— Start of MATERIAL FOR THIS TASK —

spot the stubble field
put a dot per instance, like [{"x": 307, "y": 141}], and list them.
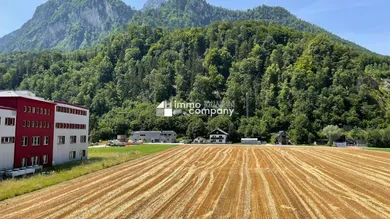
[{"x": 223, "y": 182}]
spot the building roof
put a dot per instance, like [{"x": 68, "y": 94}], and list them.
[
  {"x": 220, "y": 130},
  {"x": 154, "y": 132},
  {"x": 249, "y": 139},
  {"x": 7, "y": 108},
  {"x": 280, "y": 133},
  {"x": 69, "y": 104},
  {"x": 23, "y": 94}
]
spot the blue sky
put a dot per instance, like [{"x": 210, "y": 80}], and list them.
[{"x": 364, "y": 22}]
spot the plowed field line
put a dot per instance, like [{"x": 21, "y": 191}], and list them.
[{"x": 223, "y": 182}]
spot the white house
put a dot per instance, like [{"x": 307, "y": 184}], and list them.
[
  {"x": 218, "y": 136},
  {"x": 70, "y": 133},
  {"x": 7, "y": 137},
  {"x": 199, "y": 140}
]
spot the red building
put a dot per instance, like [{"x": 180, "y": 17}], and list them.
[{"x": 34, "y": 128}]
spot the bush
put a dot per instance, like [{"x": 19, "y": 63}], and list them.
[
  {"x": 333, "y": 132},
  {"x": 379, "y": 138}
]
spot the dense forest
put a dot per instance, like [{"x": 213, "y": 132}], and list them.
[
  {"x": 296, "y": 81},
  {"x": 72, "y": 24}
]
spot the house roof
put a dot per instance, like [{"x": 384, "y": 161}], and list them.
[
  {"x": 23, "y": 94},
  {"x": 154, "y": 132},
  {"x": 279, "y": 133},
  {"x": 69, "y": 104},
  {"x": 220, "y": 130},
  {"x": 7, "y": 108}
]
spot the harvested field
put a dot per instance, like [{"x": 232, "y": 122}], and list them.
[{"x": 223, "y": 182}]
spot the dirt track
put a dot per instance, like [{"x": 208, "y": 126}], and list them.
[{"x": 223, "y": 182}]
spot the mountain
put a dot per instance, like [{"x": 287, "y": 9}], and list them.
[
  {"x": 293, "y": 81},
  {"x": 73, "y": 24},
  {"x": 68, "y": 25},
  {"x": 194, "y": 13},
  {"x": 152, "y": 4}
]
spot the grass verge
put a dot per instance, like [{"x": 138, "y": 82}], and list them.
[
  {"x": 379, "y": 149},
  {"x": 99, "y": 158}
]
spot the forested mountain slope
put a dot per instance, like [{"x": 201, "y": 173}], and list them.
[
  {"x": 68, "y": 25},
  {"x": 295, "y": 81},
  {"x": 73, "y": 24}
]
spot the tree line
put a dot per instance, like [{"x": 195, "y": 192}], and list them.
[{"x": 295, "y": 81}]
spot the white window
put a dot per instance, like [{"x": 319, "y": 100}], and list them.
[
  {"x": 72, "y": 155},
  {"x": 73, "y": 139},
  {"x": 61, "y": 140},
  {"x": 35, "y": 160},
  {"x": 46, "y": 142},
  {"x": 25, "y": 141},
  {"x": 8, "y": 140},
  {"x": 10, "y": 121},
  {"x": 83, "y": 139},
  {"x": 24, "y": 162},
  {"x": 36, "y": 141}
]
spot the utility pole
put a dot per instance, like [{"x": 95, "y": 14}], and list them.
[{"x": 247, "y": 105}]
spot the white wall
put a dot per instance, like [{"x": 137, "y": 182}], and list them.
[
  {"x": 7, "y": 151},
  {"x": 61, "y": 151}
]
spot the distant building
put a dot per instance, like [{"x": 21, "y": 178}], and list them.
[
  {"x": 70, "y": 133},
  {"x": 199, "y": 140},
  {"x": 154, "y": 136},
  {"x": 282, "y": 138},
  {"x": 249, "y": 141},
  {"x": 7, "y": 137},
  {"x": 35, "y": 132},
  {"x": 218, "y": 136}
]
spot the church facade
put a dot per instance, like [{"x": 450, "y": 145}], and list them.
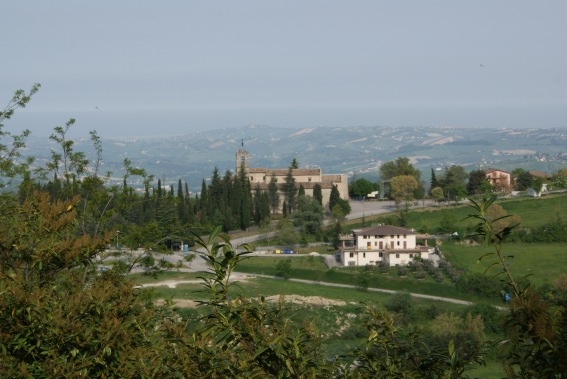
[{"x": 308, "y": 177}]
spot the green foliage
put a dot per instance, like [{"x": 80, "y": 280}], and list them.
[
  {"x": 361, "y": 187},
  {"x": 309, "y": 215},
  {"x": 10, "y": 153},
  {"x": 535, "y": 327},
  {"x": 401, "y": 303}
]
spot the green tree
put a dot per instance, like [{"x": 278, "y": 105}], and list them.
[
  {"x": 283, "y": 268},
  {"x": 334, "y": 197},
  {"x": 11, "y": 165},
  {"x": 476, "y": 178},
  {"x": 309, "y": 215},
  {"x": 437, "y": 194},
  {"x": 289, "y": 191},
  {"x": 535, "y": 327},
  {"x": 318, "y": 193},
  {"x": 273, "y": 194},
  {"x": 454, "y": 182},
  {"x": 401, "y": 166},
  {"x": 559, "y": 179},
  {"x": 402, "y": 188},
  {"x": 524, "y": 181},
  {"x": 361, "y": 187}
]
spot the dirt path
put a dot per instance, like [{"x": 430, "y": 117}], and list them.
[{"x": 315, "y": 300}]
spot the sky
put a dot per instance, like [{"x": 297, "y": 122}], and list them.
[{"x": 149, "y": 68}]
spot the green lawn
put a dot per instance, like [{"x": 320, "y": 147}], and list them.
[{"x": 542, "y": 261}]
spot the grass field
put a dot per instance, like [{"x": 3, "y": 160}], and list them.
[{"x": 332, "y": 306}]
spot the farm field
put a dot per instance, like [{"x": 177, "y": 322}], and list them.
[
  {"x": 542, "y": 262},
  {"x": 337, "y": 311}
]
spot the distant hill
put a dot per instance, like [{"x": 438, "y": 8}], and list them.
[{"x": 353, "y": 150}]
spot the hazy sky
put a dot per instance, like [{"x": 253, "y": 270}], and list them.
[{"x": 172, "y": 67}]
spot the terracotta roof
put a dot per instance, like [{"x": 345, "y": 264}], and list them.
[
  {"x": 496, "y": 169},
  {"x": 539, "y": 174},
  {"x": 332, "y": 178},
  {"x": 384, "y": 230}
]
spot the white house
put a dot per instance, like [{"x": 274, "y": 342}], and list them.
[{"x": 383, "y": 243}]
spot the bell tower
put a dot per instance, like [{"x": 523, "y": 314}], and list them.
[{"x": 241, "y": 159}]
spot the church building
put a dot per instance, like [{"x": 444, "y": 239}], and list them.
[{"x": 307, "y": 177}]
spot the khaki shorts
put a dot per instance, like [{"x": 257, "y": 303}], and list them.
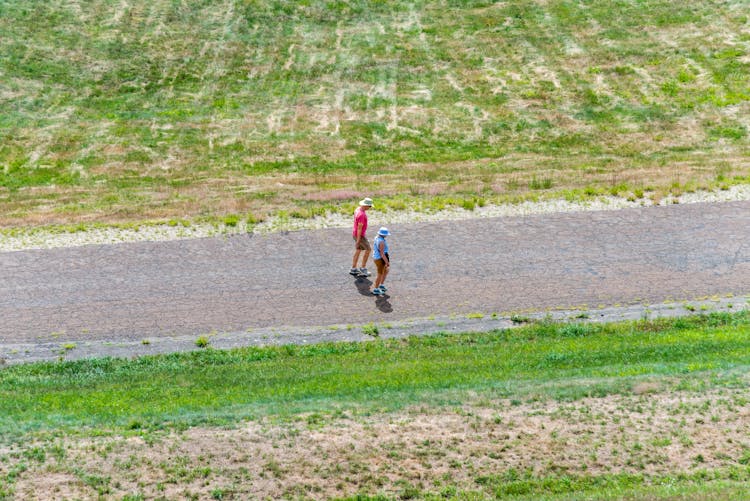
[{"x": 364, "y": 244}]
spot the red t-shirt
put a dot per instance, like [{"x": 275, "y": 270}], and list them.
[{"x": 360, "y": 216}]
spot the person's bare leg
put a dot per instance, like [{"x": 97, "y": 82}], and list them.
[{"x": 365, "y": 257}]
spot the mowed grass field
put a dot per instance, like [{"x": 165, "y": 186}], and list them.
[
  {"x": 133, "y": 110},
  {"x": 642, "y": 410}
]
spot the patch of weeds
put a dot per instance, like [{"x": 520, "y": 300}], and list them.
[
  {"x": 370, "y": 330},
  {"x": 231, "y": 220},
  {"x": 519, "y": 319},
  {"x": 540, "y": 184}
]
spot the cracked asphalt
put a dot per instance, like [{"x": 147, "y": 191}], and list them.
[{"x": 155, "y": 290}]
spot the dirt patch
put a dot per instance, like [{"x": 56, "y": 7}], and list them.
[{"x": 425, "y": 448}]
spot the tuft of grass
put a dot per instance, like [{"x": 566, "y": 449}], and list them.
[
  {"x": 156, "y": 126},
  {"x": 370, "y": 330}
]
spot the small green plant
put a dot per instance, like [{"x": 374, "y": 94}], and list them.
[
  {"x": 370, "y": 330},
  {"x": 519, "y": 319},
  {"x": 540, "y": 184},
  {"x": 231, "y": 220}
]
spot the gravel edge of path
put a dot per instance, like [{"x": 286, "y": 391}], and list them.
[
  {"x": 62, "y": 350},
  {"x": 35, "y": 238}
]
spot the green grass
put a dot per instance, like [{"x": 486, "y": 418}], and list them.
[
  {"x": 565, "y": 361},
  {"x": 135, "y": 110},
  {"x": 42, "y": 402}
]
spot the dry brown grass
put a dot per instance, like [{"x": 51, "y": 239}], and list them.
[{"x": 651, "y": 433}]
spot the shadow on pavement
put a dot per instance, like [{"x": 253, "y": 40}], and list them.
[
  {"x": 383, "y": 304},
  {"x": 363, "y": 286}
]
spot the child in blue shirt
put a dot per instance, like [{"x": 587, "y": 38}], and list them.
[{"x": 382, "y": 260}]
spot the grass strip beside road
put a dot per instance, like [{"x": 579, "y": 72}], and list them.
[{"x": 563, "y": 361}]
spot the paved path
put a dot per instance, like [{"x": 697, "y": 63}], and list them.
[{"x": 139, "y": 290}]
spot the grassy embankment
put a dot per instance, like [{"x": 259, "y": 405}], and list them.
[
  {"x": 652, "y": 366},
  {"x": 132, "y": 110}
]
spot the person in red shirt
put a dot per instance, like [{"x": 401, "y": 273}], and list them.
[{"x": 360, "y": 239}]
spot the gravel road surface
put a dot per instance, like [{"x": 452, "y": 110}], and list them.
[{"x": 152, "y": 290}]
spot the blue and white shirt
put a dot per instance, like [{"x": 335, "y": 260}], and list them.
[{"x": 376, "y": 247}]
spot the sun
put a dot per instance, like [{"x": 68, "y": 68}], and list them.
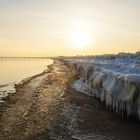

— End of MATERIAL FOR THIS TASK —

(DESCRIPTION OF THE TASK):
Return every line of the material above that contains the word "distant".

(SOLUTION BELOW):
spot the distant building
spot the distant hill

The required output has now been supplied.